[WHAT YOU WILL DO] In the records below, find the line containing "Target: lips" and restate it and all lines after it exactly, through the last line.

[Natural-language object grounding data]
****************
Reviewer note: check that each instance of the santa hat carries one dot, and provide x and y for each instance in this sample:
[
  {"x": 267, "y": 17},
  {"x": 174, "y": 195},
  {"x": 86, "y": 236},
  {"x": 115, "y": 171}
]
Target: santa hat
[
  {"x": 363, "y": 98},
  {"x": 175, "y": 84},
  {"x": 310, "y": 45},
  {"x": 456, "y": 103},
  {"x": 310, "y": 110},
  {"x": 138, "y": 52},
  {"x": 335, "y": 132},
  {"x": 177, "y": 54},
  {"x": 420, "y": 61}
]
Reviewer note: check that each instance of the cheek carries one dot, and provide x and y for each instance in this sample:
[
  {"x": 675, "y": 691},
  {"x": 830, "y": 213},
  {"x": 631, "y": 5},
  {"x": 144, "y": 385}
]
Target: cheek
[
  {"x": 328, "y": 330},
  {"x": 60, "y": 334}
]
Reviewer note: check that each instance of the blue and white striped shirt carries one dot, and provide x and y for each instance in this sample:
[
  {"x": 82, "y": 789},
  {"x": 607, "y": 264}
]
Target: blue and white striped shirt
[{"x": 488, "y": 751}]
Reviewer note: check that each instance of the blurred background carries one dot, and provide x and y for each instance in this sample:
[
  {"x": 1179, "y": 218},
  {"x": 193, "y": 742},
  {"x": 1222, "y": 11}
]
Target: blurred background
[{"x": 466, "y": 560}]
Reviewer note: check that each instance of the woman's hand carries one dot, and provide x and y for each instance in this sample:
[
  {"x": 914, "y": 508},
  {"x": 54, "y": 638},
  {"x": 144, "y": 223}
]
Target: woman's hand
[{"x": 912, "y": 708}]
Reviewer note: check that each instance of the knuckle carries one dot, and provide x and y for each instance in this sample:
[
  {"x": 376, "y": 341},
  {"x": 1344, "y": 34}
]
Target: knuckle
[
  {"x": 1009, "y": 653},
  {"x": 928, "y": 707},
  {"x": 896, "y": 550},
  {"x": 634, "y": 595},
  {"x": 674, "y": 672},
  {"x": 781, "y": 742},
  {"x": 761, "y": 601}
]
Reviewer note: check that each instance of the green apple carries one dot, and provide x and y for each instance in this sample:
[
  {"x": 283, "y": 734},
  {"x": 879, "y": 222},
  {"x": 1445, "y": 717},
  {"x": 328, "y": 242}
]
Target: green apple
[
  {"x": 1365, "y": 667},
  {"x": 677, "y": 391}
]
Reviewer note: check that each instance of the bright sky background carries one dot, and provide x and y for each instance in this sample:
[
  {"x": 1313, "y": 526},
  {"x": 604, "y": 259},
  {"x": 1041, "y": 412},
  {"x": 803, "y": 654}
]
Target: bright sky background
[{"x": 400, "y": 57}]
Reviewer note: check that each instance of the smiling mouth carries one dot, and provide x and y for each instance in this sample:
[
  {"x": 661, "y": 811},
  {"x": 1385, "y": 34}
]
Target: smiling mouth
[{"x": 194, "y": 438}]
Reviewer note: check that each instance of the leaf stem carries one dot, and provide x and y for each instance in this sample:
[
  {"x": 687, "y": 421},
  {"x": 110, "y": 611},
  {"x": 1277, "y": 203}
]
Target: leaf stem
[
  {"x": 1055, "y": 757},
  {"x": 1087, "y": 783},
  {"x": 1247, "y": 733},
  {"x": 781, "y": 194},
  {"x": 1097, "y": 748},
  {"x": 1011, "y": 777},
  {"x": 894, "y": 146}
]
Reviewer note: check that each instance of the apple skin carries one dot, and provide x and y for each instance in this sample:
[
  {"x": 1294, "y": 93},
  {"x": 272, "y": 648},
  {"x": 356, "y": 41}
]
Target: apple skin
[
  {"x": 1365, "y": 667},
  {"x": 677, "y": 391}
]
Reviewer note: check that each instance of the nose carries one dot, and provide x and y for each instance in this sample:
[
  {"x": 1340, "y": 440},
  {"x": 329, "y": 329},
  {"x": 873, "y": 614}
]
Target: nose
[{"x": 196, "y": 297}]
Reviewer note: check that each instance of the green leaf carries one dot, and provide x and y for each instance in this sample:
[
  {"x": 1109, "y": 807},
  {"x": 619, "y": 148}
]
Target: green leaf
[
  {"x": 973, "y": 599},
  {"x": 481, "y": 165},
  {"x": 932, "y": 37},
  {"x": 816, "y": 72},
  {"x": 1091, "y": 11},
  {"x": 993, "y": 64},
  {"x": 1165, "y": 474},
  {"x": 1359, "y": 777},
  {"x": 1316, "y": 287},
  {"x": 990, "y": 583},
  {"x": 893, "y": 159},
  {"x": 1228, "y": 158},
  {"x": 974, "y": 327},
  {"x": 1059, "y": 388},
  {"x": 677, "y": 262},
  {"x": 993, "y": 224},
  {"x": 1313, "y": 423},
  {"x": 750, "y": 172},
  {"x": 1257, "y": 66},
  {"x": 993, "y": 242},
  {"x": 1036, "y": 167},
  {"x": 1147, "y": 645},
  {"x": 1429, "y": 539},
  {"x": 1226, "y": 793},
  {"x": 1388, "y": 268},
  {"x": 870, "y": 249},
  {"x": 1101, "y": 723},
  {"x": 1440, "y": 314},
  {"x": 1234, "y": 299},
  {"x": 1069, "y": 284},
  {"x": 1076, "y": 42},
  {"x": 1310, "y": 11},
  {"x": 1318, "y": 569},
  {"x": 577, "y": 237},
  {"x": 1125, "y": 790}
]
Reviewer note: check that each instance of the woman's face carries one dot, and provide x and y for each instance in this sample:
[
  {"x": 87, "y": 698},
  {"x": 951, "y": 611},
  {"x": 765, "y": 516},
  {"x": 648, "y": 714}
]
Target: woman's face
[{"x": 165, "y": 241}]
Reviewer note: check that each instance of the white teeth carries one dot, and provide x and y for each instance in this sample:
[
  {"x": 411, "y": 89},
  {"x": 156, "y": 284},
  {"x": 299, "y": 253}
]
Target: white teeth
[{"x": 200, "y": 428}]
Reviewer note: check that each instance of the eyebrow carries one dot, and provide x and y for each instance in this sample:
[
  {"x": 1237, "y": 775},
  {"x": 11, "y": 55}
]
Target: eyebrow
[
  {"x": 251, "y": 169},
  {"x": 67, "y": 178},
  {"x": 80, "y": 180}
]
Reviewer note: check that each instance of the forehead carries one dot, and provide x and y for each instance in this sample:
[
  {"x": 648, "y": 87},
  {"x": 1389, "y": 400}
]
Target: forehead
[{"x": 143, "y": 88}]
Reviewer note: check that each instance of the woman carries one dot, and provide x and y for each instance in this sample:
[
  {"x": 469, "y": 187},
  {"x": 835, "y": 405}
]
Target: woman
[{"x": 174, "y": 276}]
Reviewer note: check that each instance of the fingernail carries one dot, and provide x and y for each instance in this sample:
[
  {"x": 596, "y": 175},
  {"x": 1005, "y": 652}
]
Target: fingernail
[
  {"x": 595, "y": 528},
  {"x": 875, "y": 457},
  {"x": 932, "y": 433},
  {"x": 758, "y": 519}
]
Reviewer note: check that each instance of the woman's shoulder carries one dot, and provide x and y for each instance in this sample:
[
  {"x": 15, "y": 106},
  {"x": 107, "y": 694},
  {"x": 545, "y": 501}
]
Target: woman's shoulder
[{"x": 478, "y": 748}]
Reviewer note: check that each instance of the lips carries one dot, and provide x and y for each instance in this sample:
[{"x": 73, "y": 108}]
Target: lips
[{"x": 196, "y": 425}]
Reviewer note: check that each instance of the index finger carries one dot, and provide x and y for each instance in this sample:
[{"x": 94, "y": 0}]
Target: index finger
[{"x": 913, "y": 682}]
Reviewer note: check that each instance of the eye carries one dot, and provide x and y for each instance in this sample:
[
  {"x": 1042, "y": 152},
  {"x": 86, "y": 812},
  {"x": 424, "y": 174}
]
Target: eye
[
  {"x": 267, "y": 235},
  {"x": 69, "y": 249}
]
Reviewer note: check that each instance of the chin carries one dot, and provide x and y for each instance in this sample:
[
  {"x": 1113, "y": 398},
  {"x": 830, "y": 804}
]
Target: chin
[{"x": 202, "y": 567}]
****************
[SOLUTION]
Target: lips
[{"x": 196, "y": 425}]
Reviewer note: check that each instance of the index finger carries one dot, and provide x and y for each instance in this sample:
[{"x": 94, "y": 0}]
Target: index finger
[{"x": 913, "y": 682}]
Reviewer note: check that each instance of the eye carries one dot, and provide x and y for each instance in this sample:
[
  {"x": 1042, "y": 152},
  {"x": 86, "y": 812},
  {"x": 424, "y": 174}
]
Target: eye
[
  {"x": 267, "y": 235},
  {"x": 69, "y": 249}
]
Reviewer note: check that each instance of the chin carries one dot, and provide x and y for each instance in this sample:
[
  {"x": 1113, "y": 398},
  {"x": 830, "y": 804}
]
Target: chin
[{"x": 202, "y": 567}]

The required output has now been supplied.